▸ **Your objective**
Print, exactly and completely, every entry in the data.

== Provided material ==

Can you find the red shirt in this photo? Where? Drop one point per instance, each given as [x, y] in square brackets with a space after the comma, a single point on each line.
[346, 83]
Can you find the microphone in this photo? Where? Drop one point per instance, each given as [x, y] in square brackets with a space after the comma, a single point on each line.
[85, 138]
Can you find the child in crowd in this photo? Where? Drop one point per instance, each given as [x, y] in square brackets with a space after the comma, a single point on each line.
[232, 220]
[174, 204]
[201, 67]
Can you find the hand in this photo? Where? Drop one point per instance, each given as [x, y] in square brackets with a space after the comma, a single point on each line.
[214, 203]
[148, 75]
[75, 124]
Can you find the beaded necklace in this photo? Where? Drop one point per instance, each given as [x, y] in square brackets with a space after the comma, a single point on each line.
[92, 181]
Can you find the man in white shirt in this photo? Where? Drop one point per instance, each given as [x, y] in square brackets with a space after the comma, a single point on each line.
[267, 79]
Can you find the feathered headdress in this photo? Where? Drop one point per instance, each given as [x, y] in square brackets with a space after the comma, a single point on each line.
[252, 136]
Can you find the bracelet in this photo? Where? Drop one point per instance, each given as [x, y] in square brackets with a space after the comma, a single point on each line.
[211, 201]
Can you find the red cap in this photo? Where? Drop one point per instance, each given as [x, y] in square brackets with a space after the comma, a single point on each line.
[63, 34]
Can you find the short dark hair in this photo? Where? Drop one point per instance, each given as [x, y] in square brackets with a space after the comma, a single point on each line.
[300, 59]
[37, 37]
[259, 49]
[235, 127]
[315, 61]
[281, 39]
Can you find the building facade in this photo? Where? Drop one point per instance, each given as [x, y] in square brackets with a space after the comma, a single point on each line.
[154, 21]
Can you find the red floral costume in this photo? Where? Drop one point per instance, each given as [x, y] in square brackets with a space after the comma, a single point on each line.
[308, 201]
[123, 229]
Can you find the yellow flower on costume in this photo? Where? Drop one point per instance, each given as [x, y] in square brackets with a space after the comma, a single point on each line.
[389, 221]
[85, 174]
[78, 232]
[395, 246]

===

▸ **Answer section**
Can you find the red shirt in this photo? Where? Drop one point per instance, each given as [x, y] in square brackets with a space after the comma, a single point on each line.
[346, 83]
Can you find the microphone in this photo? Where? Drop one point per instance, each given as [x, y] in square brackets with a space after the comma, a single point on each line.
[85, 138]
Can you find the child in crowd in this photo? Where? Drop one point per instance, each given as [x, y] in square brackets with a space after the comma, a single point on each line.
[232, 220]
[174, 204]
[201, 67]
Can you find the hand in this photo? Where? Drop one point per instance, each given as [x, y] in square brackets with a space after the comma, a single point on each line.
[214, 203]
[148, 75]
[75, 124]
Can you find the beaded necklace in this photo? Where? Drop one point per instance, each given as [x, y] in square brackets with a space after the comma, a single point on each line.
[92, 181]
Can you find the man in white shirt in this photo? Where? Drop one point per instance, each given as [x, y] in square brackets with a space after the comma, a single point on each line.
[267, 79]
Can you find the feathered headdress in this photo? Where? Drop one point per instance, each given as [x, y] in square brackets with a space after the comma, a single point on each line.
[252, 136]
Can you find the bracelet in this photo? Where? Drop one point per instance, each given as [x, y] in square brackets with a space after the comma, a single point on each line.
[211, 201]
Can you find the red cap in this photo? Where? Drop one point per instance, each given as [x, y] in square brackets with a space after the comma, a single point on each line.
[63, 34]
Can you find the short dark hair in this photo? Where? Drop one point per instance, each given as [x, y] in square brackets with a space after the comma, a single point on each line.
[300, 59]
[37, 37]
[259, 49]
[235, 127]
[315, 61]
[281, 39]
Can you find the building facade in this photo? Where? Drop one point per instance, each given as [x, y] in square brackets with a space after the comma, a single point on each line.
[154, 21]
Can you find the red floral costume in this photo? Where? Drop one point per instance, each given as [x, y] in square brackets with a space after the comma, a single point on each line.
[308, 201]
[123, 229]
Can you find the yellow flower on costume in this photo? Where? Drop one point per instance, each given as [x, y] in square brackets with a space after the comma, a single point on each line.
[389, 221]
[85, 174]
[78, 232]
[395, 246]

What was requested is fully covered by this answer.